# Text shown:
•••••
From the very beginning the selection of breeders has been fascinating for me plus rewarding in meeting top flyers in different parts of the world. Like any other subject matter, Pigeon Graders, there are several good ones in America, have different beliefs and styles.
Some graders will grade your birds and possibly give you a score. Some will tell you that this bird can fly the distance and this bird will not. Ask some what they are looking for and they will dance around the subject matter just like a true politician. Let’s cover each of these three items.
Item No.1– to look at a bird and give it a score tells little and not the total story. To me very few pigeons are perfect; if you look very closely you can discover that pigeons will have strengths and weaknesses. To give each bird a report card on their strengths and weakness gives you a much better idea of the quality of the bird plus even more important tells you what this bird should be mated to. Only by mating the two correct birds together will you come up with a better product. Isn’t that what we are really after? If your 2nd or 3rd generations of birds are not better then the originals then you are not on the right track.
•••••
(Coordinate annotation records)
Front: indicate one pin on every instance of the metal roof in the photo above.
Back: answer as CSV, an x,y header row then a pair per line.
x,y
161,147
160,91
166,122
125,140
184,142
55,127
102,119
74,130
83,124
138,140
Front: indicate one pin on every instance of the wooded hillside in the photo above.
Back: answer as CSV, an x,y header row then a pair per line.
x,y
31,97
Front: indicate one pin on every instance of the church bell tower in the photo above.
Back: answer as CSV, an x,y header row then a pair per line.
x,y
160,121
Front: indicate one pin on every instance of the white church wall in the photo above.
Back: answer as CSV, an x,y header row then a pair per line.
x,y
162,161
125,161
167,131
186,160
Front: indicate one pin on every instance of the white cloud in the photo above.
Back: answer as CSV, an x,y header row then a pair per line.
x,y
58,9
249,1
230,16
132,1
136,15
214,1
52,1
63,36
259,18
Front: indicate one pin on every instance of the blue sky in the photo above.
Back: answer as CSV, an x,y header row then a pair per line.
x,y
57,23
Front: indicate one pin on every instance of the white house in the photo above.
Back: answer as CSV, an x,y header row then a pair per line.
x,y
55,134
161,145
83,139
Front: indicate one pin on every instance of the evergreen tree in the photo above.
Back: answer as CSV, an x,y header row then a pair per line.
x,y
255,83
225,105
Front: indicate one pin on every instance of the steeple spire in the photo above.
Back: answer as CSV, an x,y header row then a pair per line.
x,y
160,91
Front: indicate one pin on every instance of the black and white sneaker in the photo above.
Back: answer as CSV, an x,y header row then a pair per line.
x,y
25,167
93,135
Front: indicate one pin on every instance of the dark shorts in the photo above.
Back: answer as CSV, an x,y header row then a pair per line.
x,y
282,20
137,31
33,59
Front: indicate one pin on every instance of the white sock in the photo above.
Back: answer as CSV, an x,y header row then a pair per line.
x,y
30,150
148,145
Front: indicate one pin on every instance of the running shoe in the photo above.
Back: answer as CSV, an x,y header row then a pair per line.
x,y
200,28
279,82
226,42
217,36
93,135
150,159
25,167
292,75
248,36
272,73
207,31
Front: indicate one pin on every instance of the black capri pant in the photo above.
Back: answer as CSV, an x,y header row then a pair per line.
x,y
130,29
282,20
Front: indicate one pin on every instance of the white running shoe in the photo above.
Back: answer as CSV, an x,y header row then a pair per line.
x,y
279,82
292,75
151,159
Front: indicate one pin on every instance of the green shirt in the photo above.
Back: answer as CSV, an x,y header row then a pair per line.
•••••
# To do:
1. Repeat the records word for word, from the line holding "Front: indicate one pin on every instance of the running" through the final line of the records, with both ends included.
2. Carry on the piece about selecting breeders and pigeon graders from the point where it stops.
The text and the records have no connection to each other.

# Results in order:
1.
Front: indicate one pin on every instance of the running shoe in the photo above.
Back: answer as CSV, an x,y header row then a pair per line.
x,y
200,28
279,82
226,42
217,36
93,135
150,159
25,167
292,75
248,36
272,73
207,31
Front: indicate one pin on every instance of the black capri pant in the photo above.
Back: answer as CSV, an x,y header row then a pair per line.
x,y
130,29
282,20
Front: indicate one pin on every instance of the white running shoe in the photo above.
Back: answer as CSV, an x,y header row then a pair per line.
x,y
279,82
292,75
151,159
Front: indicate one pin on every instance of the green shirt in the photo above.
Back: answer as CSV, an x,y header row then a pair per line.

2.
Item No.2 — This bird can fly the distance and this bird will not. In most cases the owner of the bird already knows this information, with regards to the bird’s breeding. If you really want to make an impact by adding more speed or distance to your family you are better adding a bird from a loft that is well known for the trait you want to add. If you asked Pied De Weerd to add a top distance bird for you he would not go to a performance middle distance or speed loft and select a bird for you. Common sense should point you in a different direction. Piet or any other top grader would go to one of the top distance lofts and select the best bird from the best proven pairs, or possibly pick out one of the top breeders or the champion himself.
No. 3 — Asking the grader questions. In this area some graders will take the time to answer a few questions and some will not. I am under the belief that sharing the information can only help and that’s what you are getting paid for in the first place. A grader should have enough confidence in himself that sharing some details in one conversation will not make the next pigeon grader.
Traits that are not worth looking for.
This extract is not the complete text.